**EXTRACTED DATA:**
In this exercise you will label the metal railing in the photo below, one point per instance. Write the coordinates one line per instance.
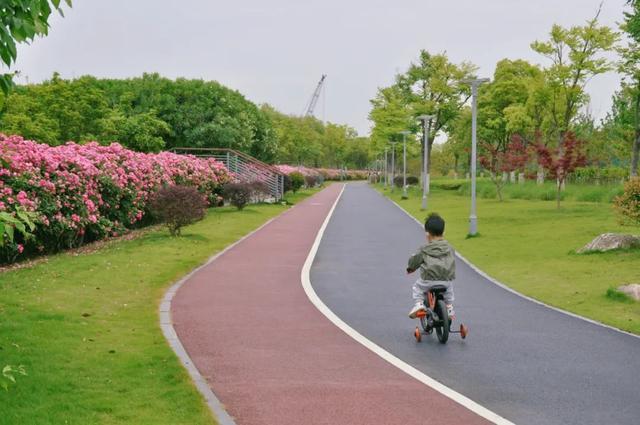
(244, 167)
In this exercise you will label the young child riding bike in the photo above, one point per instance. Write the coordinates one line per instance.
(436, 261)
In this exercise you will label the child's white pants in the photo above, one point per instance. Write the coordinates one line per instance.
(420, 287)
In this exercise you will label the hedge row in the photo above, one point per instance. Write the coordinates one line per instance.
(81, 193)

==

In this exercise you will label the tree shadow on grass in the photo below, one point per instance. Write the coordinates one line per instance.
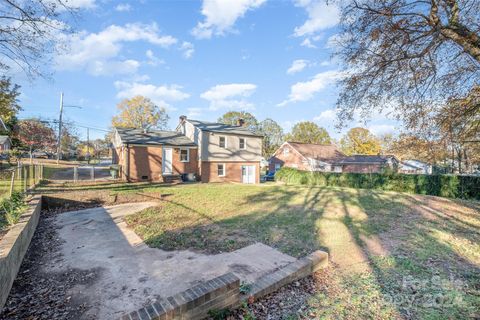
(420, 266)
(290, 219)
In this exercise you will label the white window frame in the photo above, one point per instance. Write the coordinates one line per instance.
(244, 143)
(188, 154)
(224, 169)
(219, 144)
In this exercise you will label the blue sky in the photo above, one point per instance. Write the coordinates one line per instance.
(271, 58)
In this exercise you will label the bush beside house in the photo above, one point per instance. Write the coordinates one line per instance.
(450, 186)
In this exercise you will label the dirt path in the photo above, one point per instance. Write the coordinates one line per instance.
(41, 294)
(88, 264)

**DIRECTIONS FOR THIS TASK:** From the lines above, pull out each one that contains the word "point".

**REPLY:**
In this exercise you will label the metal railing in the photo below, one point per instance. Write the coordinates one line per instance.
In this exercise you will label the young child riding bike in the photo above, one point per instance. Write the coordinates one line per instance.
In this exercise you will label the child's white pants in the photo above, one point per instance. Write the coordinates one line per instance.
In this exercise you will label the hedge row in the photo above, one point per instance. Write the coordinates one line per instance.
In this exercise you will label the tree shadow on grass in the photo below, one point per instance. Write the coordinates one line per instance.
In this exercise you will label the white window frame in the photo above, one point per instance. Write the coordinates one line per instance.
In this exercise you will label the blue sky in the photo above, one point per instance. Write the coordinates one line per instance.
In this exercise you will label the bush beside house in the photo above, one point per instance. Write the coordinates one line per instance.
In this exercise you will label the dirt path in the photo above, one point per instance. Write the coordinates one line per instance.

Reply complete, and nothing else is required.